[Dataset excerpts on object pointing]

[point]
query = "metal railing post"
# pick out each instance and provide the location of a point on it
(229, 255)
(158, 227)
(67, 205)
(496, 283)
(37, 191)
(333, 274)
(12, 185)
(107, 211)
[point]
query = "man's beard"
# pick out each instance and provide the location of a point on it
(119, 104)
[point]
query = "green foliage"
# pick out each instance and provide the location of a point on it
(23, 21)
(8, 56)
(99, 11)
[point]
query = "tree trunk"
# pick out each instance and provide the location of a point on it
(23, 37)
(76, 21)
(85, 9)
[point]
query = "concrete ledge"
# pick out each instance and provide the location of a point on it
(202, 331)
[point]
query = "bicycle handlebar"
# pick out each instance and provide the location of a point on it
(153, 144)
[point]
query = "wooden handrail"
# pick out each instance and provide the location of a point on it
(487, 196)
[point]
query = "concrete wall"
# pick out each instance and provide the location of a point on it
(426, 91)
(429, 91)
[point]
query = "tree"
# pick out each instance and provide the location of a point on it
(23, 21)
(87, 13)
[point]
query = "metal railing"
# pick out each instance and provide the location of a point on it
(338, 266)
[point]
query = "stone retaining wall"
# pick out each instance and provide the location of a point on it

_Instructions to follow_
Please output the entire listing exactly as it stands.

_Exercise output_
[point]
query = "metal railing post"
# pick out each instance and provide the location of a point on it
(229, 255)
(158, 227)
(67, 205)
(496, 283)
(37, 191)
(333, 274)
(12, 185)
(107, 211)
[point]
query = "man's beard"
# pick out each instance and provide the location of a point on it
(119, 104)
[point]
query = "green foliage"
# pick out each instance and provide the location of a point on it
(23, 21)
(8, 56)
(99, 11)
[point]
query = "tree trunk"
# pick out each instance and provide the location of a point on it
(23, 37)
(76, 21)
(85, 9)
[point]
query = "concrete ledge"
# pick out each instance and provide the location of a point on it
(202, 331)
[point]
query = "bicycle handlebar"
# pick out each instance and provide the location of a point on it
(153, 144)
[point]
query = "wooden handrail"
# pick out each instance and provide the location of a point on it
(487, 196)
[point]
query = "concrete wall"
# pick out each instance and provide the location of a point on it
(426, 91)
(429, 91)
[point]
query = "tree"
# pick out each instance and provide the location of a point on it
(23, 21)
(87, 13)
[point]
query = "metal railing"
# pick out each instance and provide the location of a point on it
(338, 266)
[point]
query = "stone retaining wall"
# pick out each instance and provide the location of a point on it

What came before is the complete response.